+++ Extracto del documento +++

Tuvimos que hacer un viaje relámpago a Zamora. Apenas dos horas y media en la ciudad. El motivo: una visita rápida a un paciente recién ingresado en el Hospital “Virgen de la Concha”. El hecho de ser día laborable nos granjeó un trayecto sin tráfico y sin incidencias. Nada de retenciones. Nada de cortes de carretera por accidente. Nada de ambulancias. Sólo el viaje. Unas dos horas y media. Con esa duración, no le molesta a uno desplazarse hasta su provincia. En los viajes uno sueña con rodar por carreteras sin curvas, solitarias, despejadas, sin un solo coche, ni en el asfalto ni en el arcén. Soledad absoluta. Pero aquí no es fácil. Por esa razón, hay algunos vehículos circulando. Unos cuantos coches y varios camiones.
La tarde cae sobre la ciudad cuando llegamos. Cae con la melancolía y el sosiego de siempre. Directos al “Virgen de la Concha”. Atravesamos pasillos donde se cruzan los obreros con su casco, los médicos y las enfermeras con sus uniformes, los enfermos metidos en las camas, y éstas siendo empujadas por los auxiliares a través de un pasillo polvoriento. Utilizamos el ascensor. La planta que visitamos es nueva. Es decir, está reformada por completo. Cada habitación parece otro mundo, nada que ver con las antiguas instalaciones. Me entretengo escrutando el cuarto, mirando esto y aquello. En cierto modo, siento un poco de envidia retrospectiva: hubiera querido ese cuarto cuando fui ingresado allí, hace años. Las puertas, de color rojizo, son muy amplias. Los servicios se ven impecables. La televisión, que funciona echándole euros por una ranura, tiene pinta de futurista; como un televisor de ciencia-ficción. Un asiento abatible se me antoja lo bastante cómodo para que las siestas no sean un suplicio para quienes van a cuidar a los pacientes. Hay botones e interruptores por varias zonas de la pared. Interruptores que accionan el aire acondicionado, las diferentes luces del techo, la comunicación con (supongo) otras plantas u otros servicios. Incluso disponen de conexión a internet. Me imagino a un enfermo, a alguien recién operado de alguna dolencia sin gravedad, navegando por la red, con un ordenador portátil encima del pecho. Pudiendo comunicarse con el exterior, los infortunios se aligeran un poco. Ahora entiendo cómo un colega que estuvo aquí ingresado, hace unas semanas, me mandó un correo electrónico para contarme lo que le ocurría. Cuando lo recibí, no sospechaba que hubiese conexión en los cuartos; y olvidé preguntarle cómo lo había hecho.

+++ Datos mostrados +++

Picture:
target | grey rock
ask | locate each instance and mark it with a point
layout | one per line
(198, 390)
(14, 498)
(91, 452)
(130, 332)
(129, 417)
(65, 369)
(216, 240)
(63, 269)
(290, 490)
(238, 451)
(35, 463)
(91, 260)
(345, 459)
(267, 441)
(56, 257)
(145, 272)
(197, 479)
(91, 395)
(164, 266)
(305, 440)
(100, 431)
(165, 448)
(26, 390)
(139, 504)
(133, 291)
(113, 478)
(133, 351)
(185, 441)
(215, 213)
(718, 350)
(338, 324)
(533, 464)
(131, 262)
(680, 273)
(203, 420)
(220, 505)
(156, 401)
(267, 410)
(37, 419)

+++

▶ [Tareas a realizar]:
1) Según el relato de la visita a Zamora, ¿por qué entiende ahora quien narra cómo un colega ingresado en el hospital le envió un correo electrónico? Responda en una a tres oraciones.
2) Indique si cada afirmación concuerda con el relato de la visita a Zamora. Responda sí o no y cite las palabras del relato que lo deciden.
(a) La estancia en la ciudad duró apenas dos horas y media.
(b) Durante el trayecto hubo retenciones por un accidente.
(c) La televisión de la habitación se usa sin pagar.
3) Prosiga el relato de la visita a Zamora a partir de su última oración.

▶ [Respuestas esperadas]:
1) Quien narra ha comprobado que las habitaciones de la planta reformada del Hospital “Virgen de la Concha” disponen de conexión a internet. Al recibir el correo no sospechaba que hubiese conexión en los cuartos.

2)
(a) Sí: “Apenas dos horas y media en la ciudad.”
(b) No: “Nada de retenciones. Nada de cortes de carretera por accidente.”
(c) No: “La televisión, que funciona echándole euros por una ranura”

3)
Las habitaciones están pintadas en varios tonos. El color es muy importante para quien debe pasar las noches en los hospitales, atado a un gotero. Imaginen que los ingresan en un cuarto negro o gris. Al despertarse, verían la vida de un modo siniestro y pesimista. Los colores influyen. De ahí los tonos rojos, naranjas, claros. Alegría y pureza. Aunque, cuando uno está ingresado, en el fondo le da lo mismo, lo único que quiere es restablecerse y salir cuanto antes. Estos adelantos, desde luego, hacen la estancia más confortable. Pero, aunque hubiera a diario espectáculos de magia, conciertos de rock o strip-tease, el paciente no olvidaría su ansia de salir andando y volver a la vida que llevaba antes. Hay otros botones e interruptores. No se está nada mal allí dentro. Siempre que no estés enfermo, claro. El único problema es que las obras aún no han terminado. Supongo que el personal que trabaja dentro del edificio está hasta el gorro de utilizar cuartos alternativos, de atravesar el ruido y el polvo de algunos pasillos, de que la obra lleve años y años en desarrollo. Pero algún día acabará. Salimos. Zamora respira serenidad. Es de noche y regresamos a Madrid.